§ **Brief**
Write out the data again, swapping every "rough mask" for "coarse mask" and keeping everything else identical.

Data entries
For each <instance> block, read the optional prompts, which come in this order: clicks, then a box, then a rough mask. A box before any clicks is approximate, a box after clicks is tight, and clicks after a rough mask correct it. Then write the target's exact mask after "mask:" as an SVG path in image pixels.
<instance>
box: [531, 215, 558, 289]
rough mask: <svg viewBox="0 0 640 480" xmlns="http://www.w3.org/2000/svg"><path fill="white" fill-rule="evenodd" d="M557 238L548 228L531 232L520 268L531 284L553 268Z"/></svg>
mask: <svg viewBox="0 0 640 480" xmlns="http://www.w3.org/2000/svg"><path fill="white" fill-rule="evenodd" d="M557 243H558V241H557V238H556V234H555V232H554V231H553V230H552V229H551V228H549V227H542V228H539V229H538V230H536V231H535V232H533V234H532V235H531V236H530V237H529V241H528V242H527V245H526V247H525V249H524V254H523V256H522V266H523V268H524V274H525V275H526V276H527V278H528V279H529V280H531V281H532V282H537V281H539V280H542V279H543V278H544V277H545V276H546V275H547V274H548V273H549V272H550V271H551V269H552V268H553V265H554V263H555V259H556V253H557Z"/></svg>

§ **Result of this exercise**
For each <instance> block, read the optional prompts, which come in this order: clicks, then a box, then a coarse mask. A box before any clicks is approximate, a box after clicks is tight, and clicks after a coarse mask correct it. Then write the target's exact mask after "mask:" as an SVG path in image pixels.
<instance>
box: [531, 215, 558, 289]
coarse mask: <svg viewBox="0 0 640 480" xmlns="http://www.w3.org/2000/svg"><path fill="white" fill-rule="evenodd" d="M557 238L548 228L531 232L520 268L531 284L553 268Z"/></svg>
mask: <svg viewBox="0 0 640 480" xmlns="http://www.w3.org/2000/svg"><path fill="white" fill-rule="evenodd" d="M557 243H558V241H557V238H556V234H555V232H554V231H553V230H552V229H551V228H549V227H542V228H539V229H538V230H536V231H535V232H533V234H532V235H531V236H530V237H529V241H528V242H527V245H526V247H525V249H524V254H523V256H522V266H523V268H524V274H525V275H526V276H527V278H528V279H529V280H531V281H532V282H537V281H539V280H542V279H543V278H544V277H545V276H546V275H547V274H548V273H549V272H550V271H551V269H552V268H553V265H554V263H555V259H556V253H557Z"/></svg>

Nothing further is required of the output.